* PASSAGE PROVIDED
| (62-669) 30075 | JŽ Class 62 0-6-0T | Đuro Đaković |  | BR Lined Malachite Green | Built new in 1960 by Đuro Đaković, based on the United States Army Transportation Corps S100 Class design. Owned by the Project 62 Group and moved to Shillingstone in 2016, returned to service in 2025. Taken to the Plym Valley Railway in 2026 to undergo testing. |

=== Locomotives under overhaul, repair or restoration ===

| Number & name | Type | Builder | Photograph | Livery | Notes |
|---|---|---|---|---|---|
| RH305302 “Little Eva” | Ruston & Hornsby 48DS 4WDDM | Ruston & Hornsby |  | BR Lined Green | Built in 1951 for Ransome and Marles Bearing Co. Returned to service in 2016, currently undergoing restoration. |
| (62-521) 30076 | JŽ Class 62 0-6-0T | Đuro Đaković |  | BR Lined Malachite Green | Built new in 1954 by Đuro Đaković, based on the United States Army Transportation Corps S100 Class design. Brought in 2006 by the Project 62 Group, moved to Shillingstone in 2016, now under-going overhaul. |

=== Multiple units under overhaul, repair or restoration ===

| Number & name | Type | Builder | Photograph | Livery | Notes |
|---|---|---|---|---|---|
| Derby 999507 "Laboratory 20" | 4WDR | D. Wickham & Co. |  | BR Derby Research Red & Blue | Built in 1959 for British Railways as DB 999507 "Track Recording Coach", later Derby 999507 "Laboratory 20". Withdrawn in 1991 and converted for passenger use on heritage railways until 2003. Brought to the North Dorset Railway in 2026 to undergo restoration in 2027. |

=== Coaches ===
- MK1 BR M25424 Built 1957. Purchased by the Swanage Railway, but was sold to Shillingstone in 2011.

=== Wagons ===
- Senior Naval Stores Officer (SNSO), 10 ton 4w van, SNSO 535. Built in 1910 for the Admiralty initially at Chatham Dockyard, later at Gosport. Purchased from Gosport in March 1984 and moved to West Somerset Railway. In 2005 this van was donated to Shillingstone. Currently under restoration.
- Esso 4w Fuel Oil Tank 3957, Departmental No DB999088, Internal user number 083548. Ex Bournemouth West depot waste oil tanker then was bought by the Swanage railway, before moving to Shillingstone.
- L&NWR 4w Non-Vent 10 Ton Box Van, Diagram number	88, Navy number RNAD 335, ex RNAD Bedenham. Moved from Washford to Shillingstone Feb 2016. Currently under restoration.
- GWR 10t Ventilated Van 11451 (Code: MINK) Built by GWR at Swindon in 1901 on Lot 418 to Diagram V5. Moved from Washford to Shillingstone Feb 2016.

* MATERIAL PROVIDED
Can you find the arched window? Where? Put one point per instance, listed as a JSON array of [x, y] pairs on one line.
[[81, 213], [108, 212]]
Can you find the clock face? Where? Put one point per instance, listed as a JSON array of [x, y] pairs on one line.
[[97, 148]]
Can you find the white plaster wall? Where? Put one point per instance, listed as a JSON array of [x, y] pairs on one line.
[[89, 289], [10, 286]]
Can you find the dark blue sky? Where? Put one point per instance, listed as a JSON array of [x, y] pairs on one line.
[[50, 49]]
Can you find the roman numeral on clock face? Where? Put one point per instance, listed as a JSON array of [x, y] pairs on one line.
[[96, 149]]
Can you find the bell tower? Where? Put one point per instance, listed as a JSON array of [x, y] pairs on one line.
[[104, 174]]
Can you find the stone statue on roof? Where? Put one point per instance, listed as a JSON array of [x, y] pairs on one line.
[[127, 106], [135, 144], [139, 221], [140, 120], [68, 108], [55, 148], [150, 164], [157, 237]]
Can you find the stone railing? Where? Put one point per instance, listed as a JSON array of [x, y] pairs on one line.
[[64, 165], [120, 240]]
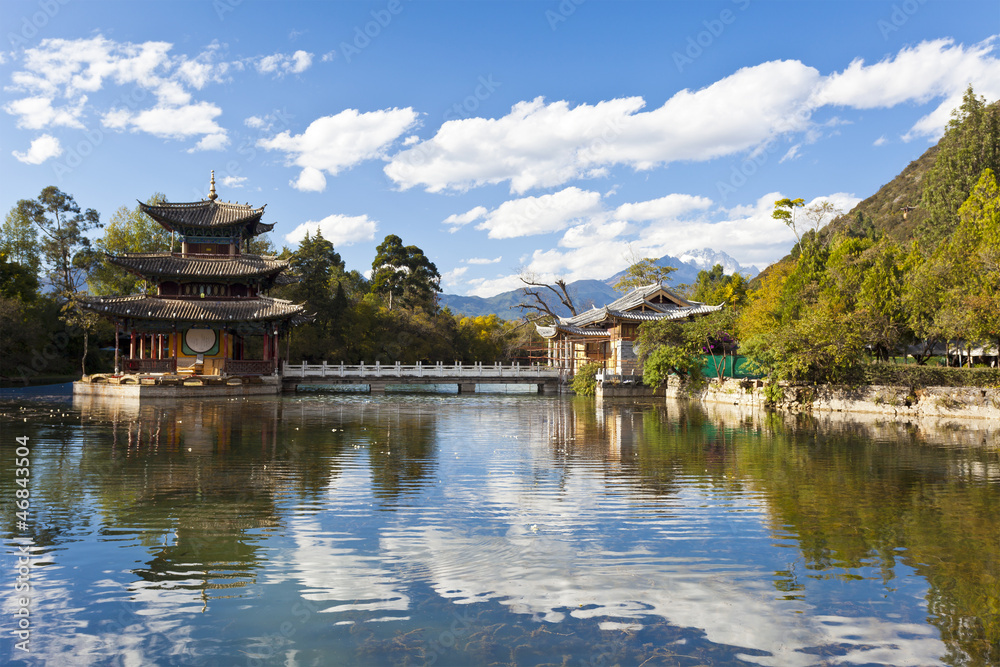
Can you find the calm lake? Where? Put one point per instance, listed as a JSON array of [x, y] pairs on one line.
[[493, 529]]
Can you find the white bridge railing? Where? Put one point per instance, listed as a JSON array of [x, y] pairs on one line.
[[418, 370]]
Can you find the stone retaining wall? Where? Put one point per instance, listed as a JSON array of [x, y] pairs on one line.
[[270, 386], [966, 402]]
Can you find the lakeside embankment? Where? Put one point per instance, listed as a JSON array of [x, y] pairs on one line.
[[898, 401]]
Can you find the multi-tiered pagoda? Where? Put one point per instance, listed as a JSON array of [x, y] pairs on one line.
[[209, 315]]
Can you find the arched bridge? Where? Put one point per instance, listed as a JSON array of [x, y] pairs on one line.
[[378, 376]]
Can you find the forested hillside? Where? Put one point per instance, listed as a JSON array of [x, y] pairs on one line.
[[875, 284]]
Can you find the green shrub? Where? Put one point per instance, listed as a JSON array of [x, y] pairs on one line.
[[930, 376], [585, 380], [668, 359], [773, 393]]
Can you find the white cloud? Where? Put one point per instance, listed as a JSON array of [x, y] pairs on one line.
[[37, 112], [281, 64], [936, 69], [670, 206], [338, 229], [42, 148], [179, 122], [541, 144], [71, 70], [600, 246], [310, 180], [791, 154], [211, 142], [333, 143], [529, 216], [458, 220]]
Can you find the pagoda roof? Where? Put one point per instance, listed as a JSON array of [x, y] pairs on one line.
[[635, 306], [170, 265], [176, 310], [208, 214], [551, 332]]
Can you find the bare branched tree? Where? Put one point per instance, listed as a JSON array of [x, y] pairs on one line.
[[535, 291]]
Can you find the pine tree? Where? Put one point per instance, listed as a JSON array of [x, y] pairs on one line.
[[970, 145]]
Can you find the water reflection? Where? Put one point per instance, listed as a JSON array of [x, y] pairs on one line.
[[659, 531]]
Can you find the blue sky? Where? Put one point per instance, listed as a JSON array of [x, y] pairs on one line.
[[558, 137]]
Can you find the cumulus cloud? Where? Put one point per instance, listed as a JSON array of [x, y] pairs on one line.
[[529, 216], [670, 206], [600, 246], [338, 229], [69, 70], [541, 144], [36, 113], [936, 69], [42, 148], [333, 143], [459, 220], [280, 64]]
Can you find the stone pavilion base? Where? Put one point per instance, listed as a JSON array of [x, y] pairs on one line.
[[173, 386]]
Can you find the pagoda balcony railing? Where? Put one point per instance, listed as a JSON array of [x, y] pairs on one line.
[[248, 366], [479, 370], [149, 365]]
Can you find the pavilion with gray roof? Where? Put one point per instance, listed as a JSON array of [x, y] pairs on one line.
[[607, 334], [210, 298]]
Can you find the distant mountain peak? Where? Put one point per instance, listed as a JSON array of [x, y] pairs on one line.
[[588, 293]]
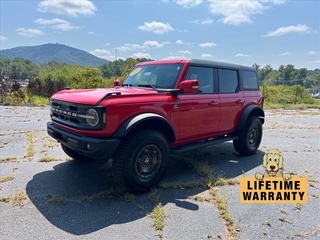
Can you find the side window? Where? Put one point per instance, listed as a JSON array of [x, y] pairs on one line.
[[228, 80], [205, 77], [250, 80]]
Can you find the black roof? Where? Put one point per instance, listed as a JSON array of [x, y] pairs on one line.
[[219, 64]]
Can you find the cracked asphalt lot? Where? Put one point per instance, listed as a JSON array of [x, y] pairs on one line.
[[46, 195]]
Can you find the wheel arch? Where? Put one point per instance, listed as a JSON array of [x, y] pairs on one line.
[[251, 110], [147, 121]]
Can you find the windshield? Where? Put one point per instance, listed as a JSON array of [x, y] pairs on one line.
[[156, 76]]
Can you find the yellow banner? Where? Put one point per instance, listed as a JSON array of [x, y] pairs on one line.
[[273, 190]]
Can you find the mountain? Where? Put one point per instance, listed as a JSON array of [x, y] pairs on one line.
[[54, 52]]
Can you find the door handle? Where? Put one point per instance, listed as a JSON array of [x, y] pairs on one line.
[[213, 103], [240, 101]]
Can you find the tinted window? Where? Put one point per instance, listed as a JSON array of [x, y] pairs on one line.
[[249, 80], [204, 76], [228, 80], [160, 75]]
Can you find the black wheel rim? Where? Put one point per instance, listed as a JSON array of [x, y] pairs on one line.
[[253, 136], [148, 161]]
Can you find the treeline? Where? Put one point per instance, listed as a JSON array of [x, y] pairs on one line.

* ASSIGNMENT 1
Reproduce the rolling stock list verbatim, everything from "- Esso 4w Fuel" down to "V5. Moved from Washford to Shillingstone Feb 2016.".
* ASSIGNMENT 2
According to the rolling stock list, in what year was the Senior Naval Stores Officer van SNSO 535 donated to Shillingstone?

* ANSWER SECTION 1
- Esso 4w Fuel Oil Tank 3957, Departmental No DB999088, Internal user number 083548. Ex Bournemouth West depot waste oil tanker then was bought by the Swanage railway, before moving to Shillingstone.
- L&NWR 4w Non-Vent 10 Ton Box Van, Diagram number	88, Navy number RNAD 335, ex RNAD Bedenham. Moved from Washford to Shillingstone Feb 2016. Currently under restoration.
- GWR 10t Ventilated Van 11451 (Code: MINK) Built by GWR at Swindon in 1901 on Lot 418 to Diagram V5. Moved from Washford to Shillingstone Feb 2016.

* ANSWER SECTION 2
2005